Goal of the exercise: Please restate each line of the data that follows word for word, skipping any image.
+++
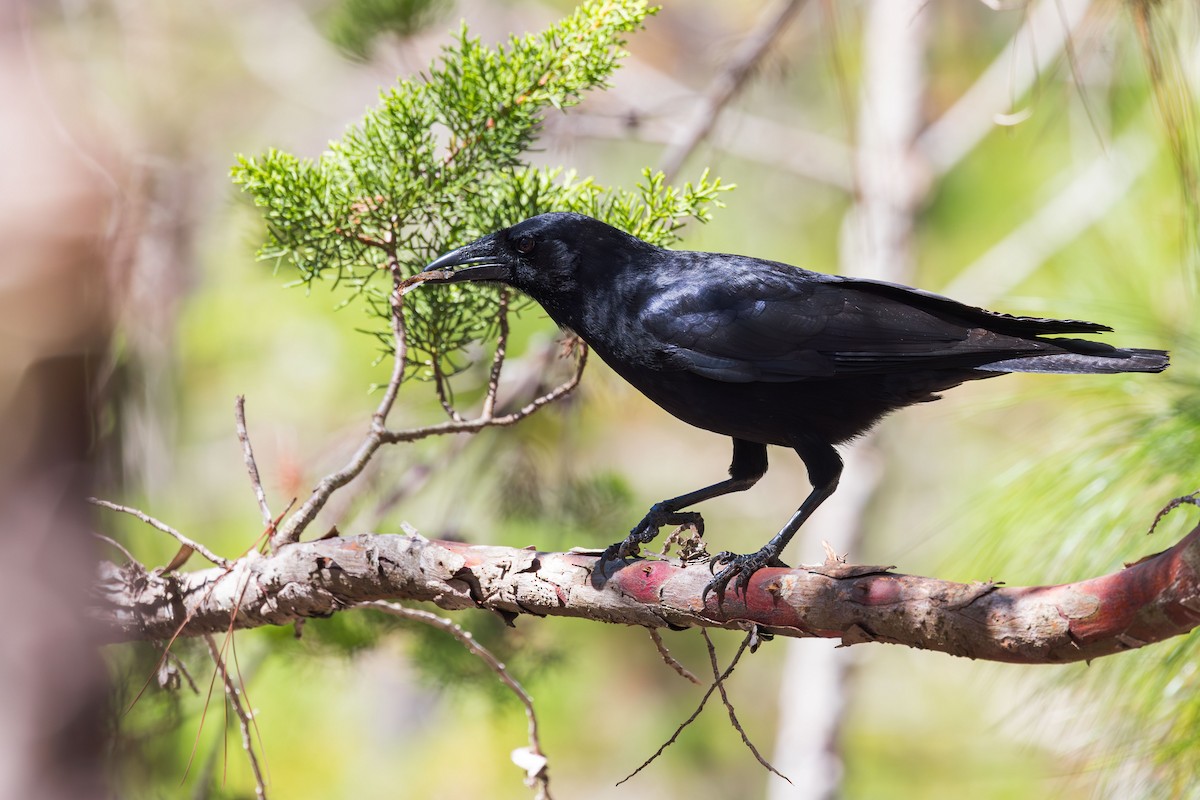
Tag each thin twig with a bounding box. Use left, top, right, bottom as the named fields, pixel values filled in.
left=165, top=648, right=200, bottom=695
left=203, top=635, right=268, bottom=800
left=647, top=628, right=701, bottom=684
left=432, top=356, right=466, bottom=422
left=89, top=498, right=231, bottom=569
left=375, top=268, right=410, bottom=427
left=275, top=268, right=410, bottom=546
left=383, top=345, right=587, bottom=444
left=364, top=601, right=551, bottom=799
left=92, top=531, right=139, bottom=565
left=222, top=570, right=271, bottom=775
left=702, top=630, right=790, bottom=783
left=1148, top=490, right=1200, bottom=536
left=481, top=288, right=511, bottom=420
left=659, top=0, right=808, bottom=182
left=235, top=396, right=274, bottom=531
left=334, top=227, right=390, bottom=251
left=617, top=628, right=752, bottom=786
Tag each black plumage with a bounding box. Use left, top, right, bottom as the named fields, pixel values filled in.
left=422, top=212, right=1168, bottom=599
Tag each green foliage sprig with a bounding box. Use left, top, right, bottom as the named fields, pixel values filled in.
left=232, top=0, right=729, bottom=376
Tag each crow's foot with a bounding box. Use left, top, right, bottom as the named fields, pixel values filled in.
left=703, top=546, right=787, bottom=604
left=600, top=506, right=705, bottom=564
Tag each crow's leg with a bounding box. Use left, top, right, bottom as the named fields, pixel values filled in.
left=705, top=439, right=843, bottom=603
left=601, top=439, right=768, bottom=563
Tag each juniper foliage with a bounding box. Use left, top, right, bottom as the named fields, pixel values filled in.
left=232, top=0, right=728, bottom=378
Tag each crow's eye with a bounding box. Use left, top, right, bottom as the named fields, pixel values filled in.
left=515, top=235, right=536, bottom=255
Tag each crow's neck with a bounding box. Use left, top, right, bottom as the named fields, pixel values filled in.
left=540, top=269, right=661, bottom=370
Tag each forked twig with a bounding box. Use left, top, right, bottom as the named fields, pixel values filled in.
left=702, top=630, right=790, bottom=783
left=382, top=345, right=587, bottom=444
left=364, top=601, right=551, bottom=799
left=277, top=269, right=585, bottom=547
left=617, top=629, right=753, bottom=785
left=275, top=269, right=410, bottom=546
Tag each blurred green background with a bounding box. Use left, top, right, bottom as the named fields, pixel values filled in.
left=30, top=0, right=1199, bottom=797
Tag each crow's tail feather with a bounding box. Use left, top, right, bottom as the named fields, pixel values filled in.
left=980, top=344, right=1169, bottom=375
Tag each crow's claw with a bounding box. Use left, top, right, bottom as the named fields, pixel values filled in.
left=599, top=507, right=705, bottom=565
left=701, top=547, right=785, bottom=604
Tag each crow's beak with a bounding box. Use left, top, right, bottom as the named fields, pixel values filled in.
left=422, top=234, right=512, bottom=284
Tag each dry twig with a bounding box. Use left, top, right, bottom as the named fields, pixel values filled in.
left=92, top=531, right=139, bottom=565
left=273, top=268, right=410, bottom=546
left=702, top=629, right=790, bottom=783
left=203, top=635, right=268, bottom=800
left=235, top=395, right=274, bottom=532
left=647, top=628, right=701, bottom=685
left=89, top=498, right=231, bottom=569
left=481, top=287, right=511, bottom=420
left=618, top=628, right=754, bottom=785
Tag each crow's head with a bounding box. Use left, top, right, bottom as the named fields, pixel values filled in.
left=421, top=213, right=652, bottom=311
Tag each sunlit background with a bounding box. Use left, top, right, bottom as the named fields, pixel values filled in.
left=4, top=0, right=1199, bottom=797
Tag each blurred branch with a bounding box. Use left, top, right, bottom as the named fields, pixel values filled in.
left=92, top=516, right=1200, bottom=664
left=560, top=109, right=854, bottom=189
left=658, top=0, right=808, bottom=182
left=918, top=0, right=1093, bottom=176
left=942, top=124, right=1156, bottom=302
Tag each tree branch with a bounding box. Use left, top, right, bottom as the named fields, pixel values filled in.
left=941, top=122, right=1156, bottom=303
left=917, top=0, right=1093, bottom=176
left=658, top=0, right=808, bottom=182
left=91, top=520, right=1200, bottom=664
left=272, top=270, right=410, bottom=547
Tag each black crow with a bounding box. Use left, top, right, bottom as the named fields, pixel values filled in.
left=421, top=212, right=1168, bottom=600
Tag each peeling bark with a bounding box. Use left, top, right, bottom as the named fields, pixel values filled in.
left=91, top=523, right=1200, bottom=664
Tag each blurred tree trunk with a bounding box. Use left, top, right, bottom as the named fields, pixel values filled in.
left=770, top=2, right=930, bottom=796
left=0, top=6, right=119, bottom=797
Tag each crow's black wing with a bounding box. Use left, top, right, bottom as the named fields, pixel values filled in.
left=639, top=259, right=1104, bottom=383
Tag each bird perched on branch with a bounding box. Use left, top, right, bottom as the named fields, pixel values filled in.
left=421, top=212, right=1169, bottom=601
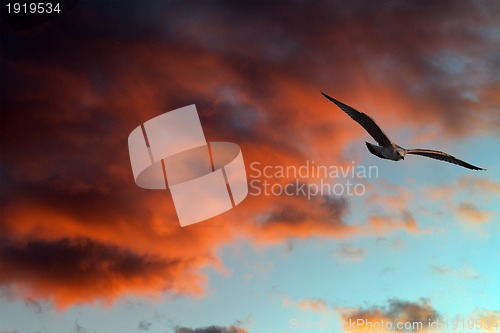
+++
Answer area:
Tag each thin twig with a bounding box. Use left, top, right, bottom as the named fields, pixel values filled in.
left=165, top=648, right=200, bottom=695
left=203, top=635, right=268, bottom=800
left=647, top=628, right=701, bottom=684
left=432, top=356, right=466, bottom=422
left=89, top=498, right=231, bottom=569
left=375, top=268, right=410, bottom=427
left=275, top=268, right=410, bottom=546
left=383, top=345, right=587, bottom=444
left=364, top=601, right=551, bottom=799
left=92, top=531, right=139, bottom=565
left=222, top=570, right=271, bottom=775
left=702, top=630, right=790, bottom=783
left=1148, top=490, right=1200, bottom=536
left=481, top=288, right=511, bottom=420
left=659, top=0, right=808, bottom=182
left=235, top=396, right=274, bottom=531
left=334, top=227, right=390, bottom=251
left=617, top=628, right=752, bottom=786
Tag each black plumage with a bounding box. Use left, top, right, bottom as the named fields, pixel values filled in.
left=422, top=212, right=1168, bottom=599
Tag each green foliage sprig with a bounding box. Use left, top, right, bottom as the named fields, pixel values filled in.
left=232, top=0, right=729, bottom=376
Tag each crow's foot with a bounding box. Use left, top, right, bottom as the named fields, pixel values filled in.
left=703, top=546, right=787, bottom=604
left=600, top=506, right=705, bottom=564
Tag each crow's leg with a bounding box. Use left, top, right, bottom as the named fields, pixel values filled in.
left=705, top=439, right=843, bottom=603
left=601, top=439, right=768, bottom=563
Tag each juniper foliage with a bounding box. Use left, top, right, bottom as the named fields, pixel values filled in.
left=232, top=0, right=728, bottom=378
Tag each crow's eye with a bounding box. Use left, top, right, bottom as the named fields, pixel values filled in.
left=515, top=235, right=536, bottom=255
Tag each crow's neck with a bounding box. Use left, top, right, bottom as the named fields, pixel values filled in.
left=540, top=269, right=661, bottom=370
Tag each forked twig with a bounding box. Use left, top, right, bottom as the named fields, pixel values filled in.
left=702, top=630, right=790, bottom=783
left=382, top=345, right=587, bottom=444
left=364, top=601, right=551, bottom=799
left=277, top=269, right=585, bottom=547
left=617, top=629, right=753, bottom=785
left=275, top=269, right=410, bottom=546
Tag each blurred green background with a bounding box. Use left, top, right, bottom as the named fields, pixel values filled in.
left=30, top=0, right=1199, bottom=797
Tag each crow's tail feather with a bounding box. Use left, top, right, bottom as the named fields, pixel values filled in.
left=980, top=344, right=1169, bottom=375
Tag each crow's claw with a bounding box. Use left, top, right, bottom as the named fields, pixel values filled in.
left=599, top=507, right=705, bottom=565
left=701, top=547, right=785, bottom=604
Tag each crow's beak with a bounding box. Use left, top, right, bottom as the named fields, pixel values filled in.
left=422, top=234, right=512, bottom=284
Tag each dry twig with a bounding box. Use left, top, right, bottom as the named fields, pixel values filled in.
left=92, top=531, right=139, bottom=565
left=273, top=268, right=410, bottom=546
left=702, top=629, right=790, bottom=783
left=203, top=635, right=268, bottom=800
left=235, top=395, right=274, bottom=532
left=647, top=628, right=701, bottom=685
left=89, top=498, right=231, bottom=569
left=481, top=287, right=511, bottom=420
left=618, top=628, right=754, bottom=785
Tag each crow's head with a bounding box. Use left, top, right, bottom as the named fields, pixel values filled in.
left=421, top=213, right=652, bottom=311
Tag each sunlit background with a bounding box. Use left, top, right, bottom as the named fields, pixel values filled in.
left=4, top=0, right=1199, bottom=797
Tag each blurred branch with a bounding box. Use left, top, right, bottom as the named fields, pixel values filled in.
left=92, top=516, right=1200, bottom=664
left=560, top=109, right=854, bottom=189
left=658, top=0, right=808, bottom=182
left=918, top=0, right=1093, bottom=176
left=942, top=124, right=1156, bottom=302
Tag each tree branch with a bounding box. Use left, top, right, bottom as the named fields, pixel values filled in.
left=941, top=122, right=1156, bottom=303
left=917, top=0, right=1093, bottom=176
left=658, top=0, right=808, bottom=182
left=91, top=520, right=1200, bottom=664
left=272, top=270, right=410, bottom=547
Tag each black crow with a bounding box. Use left, top, right, bottom as the named fields, pixel values filled in.
left=421, top=212, right=1168, bottom=600
Tag each peeling bark with a bounding box. Use left, top, right, bottom as the named fields, pixel values filled in.
left=91, top=523, right=1200, bottom=664
Tag each blurred tree trunk with a bounding box. Use left, top, right, bottom as the named fields, pixel values filled in.
left=770, top=2, right=930, bottom=796
left=0, top=6, right=119, bottom=797
Tag each crow's black wing with a bounding box. Use left, top, right, bottom as the named fields, pixel values filled in.
left=639, top=259, right=1104, bottom=383
Tag each bird perched on branch with a bounding box. Use left, top, right, bottom as the named fields, pixel values filled in.
left=421, top=212, right=1169, bottom=601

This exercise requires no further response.